-- START Recorded data --

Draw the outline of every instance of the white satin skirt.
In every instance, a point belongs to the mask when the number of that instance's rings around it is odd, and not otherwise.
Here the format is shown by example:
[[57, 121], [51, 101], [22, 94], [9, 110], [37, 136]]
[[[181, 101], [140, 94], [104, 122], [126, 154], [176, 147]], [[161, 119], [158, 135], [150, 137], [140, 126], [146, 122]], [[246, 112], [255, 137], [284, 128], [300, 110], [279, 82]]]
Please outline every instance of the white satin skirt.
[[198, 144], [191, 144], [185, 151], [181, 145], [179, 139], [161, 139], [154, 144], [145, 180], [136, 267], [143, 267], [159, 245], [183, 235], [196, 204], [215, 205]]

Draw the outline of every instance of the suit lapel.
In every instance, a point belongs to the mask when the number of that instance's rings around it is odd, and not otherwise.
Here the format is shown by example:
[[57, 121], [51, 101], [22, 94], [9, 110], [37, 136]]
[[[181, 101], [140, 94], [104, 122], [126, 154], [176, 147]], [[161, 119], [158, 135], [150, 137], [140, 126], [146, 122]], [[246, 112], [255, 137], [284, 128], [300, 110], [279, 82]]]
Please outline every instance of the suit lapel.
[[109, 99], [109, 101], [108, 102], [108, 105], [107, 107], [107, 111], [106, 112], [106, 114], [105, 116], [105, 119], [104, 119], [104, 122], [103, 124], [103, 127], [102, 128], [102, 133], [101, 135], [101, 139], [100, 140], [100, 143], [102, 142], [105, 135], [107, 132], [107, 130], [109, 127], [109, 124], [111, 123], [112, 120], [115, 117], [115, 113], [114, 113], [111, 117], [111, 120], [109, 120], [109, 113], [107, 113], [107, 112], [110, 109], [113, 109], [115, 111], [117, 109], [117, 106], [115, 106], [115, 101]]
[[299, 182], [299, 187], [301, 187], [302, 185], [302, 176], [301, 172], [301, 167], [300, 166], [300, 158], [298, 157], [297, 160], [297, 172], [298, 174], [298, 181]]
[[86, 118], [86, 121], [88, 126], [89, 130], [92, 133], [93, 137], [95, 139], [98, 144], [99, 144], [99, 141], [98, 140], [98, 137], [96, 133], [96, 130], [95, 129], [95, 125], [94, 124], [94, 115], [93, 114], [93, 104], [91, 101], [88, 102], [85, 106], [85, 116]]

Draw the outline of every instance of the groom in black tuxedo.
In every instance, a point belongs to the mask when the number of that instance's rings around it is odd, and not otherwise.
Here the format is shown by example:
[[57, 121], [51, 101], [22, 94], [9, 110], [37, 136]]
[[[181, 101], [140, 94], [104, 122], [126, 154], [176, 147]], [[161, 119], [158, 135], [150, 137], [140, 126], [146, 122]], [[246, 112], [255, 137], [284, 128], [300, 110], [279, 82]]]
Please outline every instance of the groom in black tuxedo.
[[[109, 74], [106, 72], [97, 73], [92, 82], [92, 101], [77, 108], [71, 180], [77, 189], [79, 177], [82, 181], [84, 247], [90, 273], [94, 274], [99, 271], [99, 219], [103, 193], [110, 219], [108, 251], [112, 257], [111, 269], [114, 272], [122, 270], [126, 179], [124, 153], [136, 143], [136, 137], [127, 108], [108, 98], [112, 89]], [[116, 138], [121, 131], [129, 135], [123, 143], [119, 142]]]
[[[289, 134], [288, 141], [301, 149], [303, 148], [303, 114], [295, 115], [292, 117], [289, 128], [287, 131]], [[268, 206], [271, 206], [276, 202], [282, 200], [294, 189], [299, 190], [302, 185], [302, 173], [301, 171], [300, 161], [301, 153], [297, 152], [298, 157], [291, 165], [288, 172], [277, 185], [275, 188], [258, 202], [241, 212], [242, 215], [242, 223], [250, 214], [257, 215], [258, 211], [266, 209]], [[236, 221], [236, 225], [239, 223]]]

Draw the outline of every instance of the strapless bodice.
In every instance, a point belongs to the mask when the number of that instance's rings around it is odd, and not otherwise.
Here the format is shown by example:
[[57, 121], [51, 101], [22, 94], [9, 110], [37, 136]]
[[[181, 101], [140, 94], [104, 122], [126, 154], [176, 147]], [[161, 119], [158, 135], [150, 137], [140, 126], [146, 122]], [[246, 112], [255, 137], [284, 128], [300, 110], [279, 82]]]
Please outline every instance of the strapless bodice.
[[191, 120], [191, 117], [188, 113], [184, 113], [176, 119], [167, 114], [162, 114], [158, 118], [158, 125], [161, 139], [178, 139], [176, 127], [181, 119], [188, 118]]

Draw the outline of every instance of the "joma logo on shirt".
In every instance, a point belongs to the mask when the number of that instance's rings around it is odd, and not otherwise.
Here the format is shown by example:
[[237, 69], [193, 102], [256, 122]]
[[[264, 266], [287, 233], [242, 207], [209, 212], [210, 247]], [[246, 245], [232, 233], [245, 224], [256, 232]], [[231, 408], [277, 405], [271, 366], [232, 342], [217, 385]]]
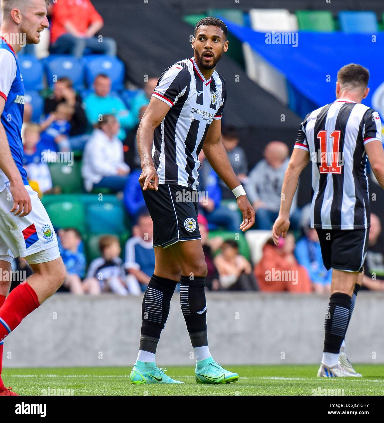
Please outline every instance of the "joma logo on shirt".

-- END Recorded data --

Reproduce the stretch from the start of the records through the line containing "204], [215, 205]]", requests included, and increase every polygon vertex coordinate in the answers by 112. Leave the requests and their format samples unchanged.

▶ Written solution
Draw the outline of every instance of the white satin skirt.
In every instance, a point belongs to the mask when the number of that instance's rings around it is odd, and not otherwise.
Here the format is shown by example:
[[57, 121], [51, 101], [22, 94], [9, 110], [37, 136]]
[[[181, 101], [140, 94], [104, 122], [126, 154], [176, 147]], [[161, 119], [158, 135], [150, 137], [140, 126], [146, 122]], [[246, 112], [255, 137], [284, 128], [300, 110], [279, 82]]]
Please outline every instance of the white satin skirt.
[[310, 256], [303, 256], [297, 263], [293, 257], [291, 251], [273, 251], [266, 256], [257, 292], [248, 379], [255, 379], [271, 357], [295, 347], [308, 316], [327, 317]]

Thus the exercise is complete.